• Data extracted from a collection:
== Segment start ==
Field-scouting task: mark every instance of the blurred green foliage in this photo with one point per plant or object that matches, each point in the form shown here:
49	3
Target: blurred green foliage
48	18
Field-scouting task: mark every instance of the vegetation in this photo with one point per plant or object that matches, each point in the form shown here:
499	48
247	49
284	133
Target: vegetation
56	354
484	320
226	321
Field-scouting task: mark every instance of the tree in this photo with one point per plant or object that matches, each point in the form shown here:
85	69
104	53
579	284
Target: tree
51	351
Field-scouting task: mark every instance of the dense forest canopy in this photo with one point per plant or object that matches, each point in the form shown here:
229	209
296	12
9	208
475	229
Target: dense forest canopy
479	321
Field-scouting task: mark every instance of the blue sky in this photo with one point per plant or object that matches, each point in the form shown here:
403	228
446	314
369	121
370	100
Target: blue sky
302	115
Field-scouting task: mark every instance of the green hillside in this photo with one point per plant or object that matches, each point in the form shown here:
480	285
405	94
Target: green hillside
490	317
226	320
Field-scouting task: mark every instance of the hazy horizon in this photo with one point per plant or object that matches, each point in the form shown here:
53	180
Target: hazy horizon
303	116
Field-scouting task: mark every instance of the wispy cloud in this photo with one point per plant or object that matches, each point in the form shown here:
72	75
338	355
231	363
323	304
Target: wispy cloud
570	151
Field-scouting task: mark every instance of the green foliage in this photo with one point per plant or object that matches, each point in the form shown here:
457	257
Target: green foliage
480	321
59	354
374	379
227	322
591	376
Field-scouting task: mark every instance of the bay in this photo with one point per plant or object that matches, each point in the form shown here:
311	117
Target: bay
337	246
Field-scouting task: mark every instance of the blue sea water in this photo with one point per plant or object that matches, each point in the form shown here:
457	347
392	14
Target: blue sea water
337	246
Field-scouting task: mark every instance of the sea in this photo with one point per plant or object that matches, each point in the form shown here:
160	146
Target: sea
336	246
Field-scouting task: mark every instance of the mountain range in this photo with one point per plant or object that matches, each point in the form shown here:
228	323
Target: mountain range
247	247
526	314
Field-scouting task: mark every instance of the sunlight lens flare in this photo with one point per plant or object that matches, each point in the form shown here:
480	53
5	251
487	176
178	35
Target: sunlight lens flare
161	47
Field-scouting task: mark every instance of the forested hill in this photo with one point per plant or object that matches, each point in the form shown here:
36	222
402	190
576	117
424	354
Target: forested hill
== Segment end ==
• Work instruction:
Filter the records above, keeping each line that contains the word "forested".

• Answer box:
Field-scouting task: mark every instance of the forested hill in this photo with one point per plant or object that matches, each point in the form shown here:
Target: forested hill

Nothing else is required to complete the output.